__SHORT EXERCISE A__:
Shorten the entry in the 1927 in film overview that begins "April 7 – Abel Gance's Napoleon" into a short bulleted list, and keep its main facts.
__SHORT EXERCISE B__:
Reproduce word for word the passage of the 1927 in film overview that opens with the words containing "- January 10" and closes with "New York City.".

__GIVEN TEXT__:
::::

= 1927 in film =

The following is an overview of 1927 in film, including significant events, a list of films released and notable births and deaths.

==Events==

- January 10 – Fritz Lang's science-fiction fantasy Metropolis premieres in Germany. The film receives its American premiere in New York City on March 6.
- March 11 – World's largest movie theatre, the Roxy Theatre, opens in New York City.
- April 7 – Abel Gance's Napoleon often considered his best known and greatest masterpiece, premieres (in a shortened version) at the Paris Opéra and demonstrates techniques and equipment that will not be revived for years to come, such as hand-held cameras, and what is often considered the first widescreen projection format Polyvision.

::::

__COLLECTED MATERIAL__:
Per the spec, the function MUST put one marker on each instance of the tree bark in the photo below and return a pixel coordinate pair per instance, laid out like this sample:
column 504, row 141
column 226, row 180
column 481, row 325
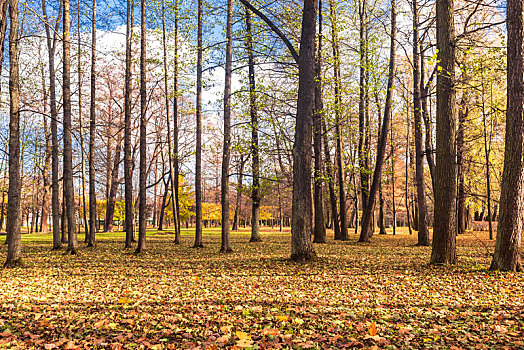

::::

__WRITTEN RESPONSE A__:
- April 7: Abel Gance's Napoleon premieres in a shortened version at the Paris Opéra.
- It is often considered his best known and greatest masterpiece.
- It demonstrates techniques and equipment that will not be revived for years, such as hand-held cameras and Polyvision, often considered the first widescreen projection format.

__WRITTEN RESPONSE B__:
- January 10 – Fritz Lang's science-fiction fantasy Metropolis premieres in Germany. The film receives its American premiere in New York City on March 6.
- March 11 – World's largest movie theatre, the Roxy Theatre, opens in New York City.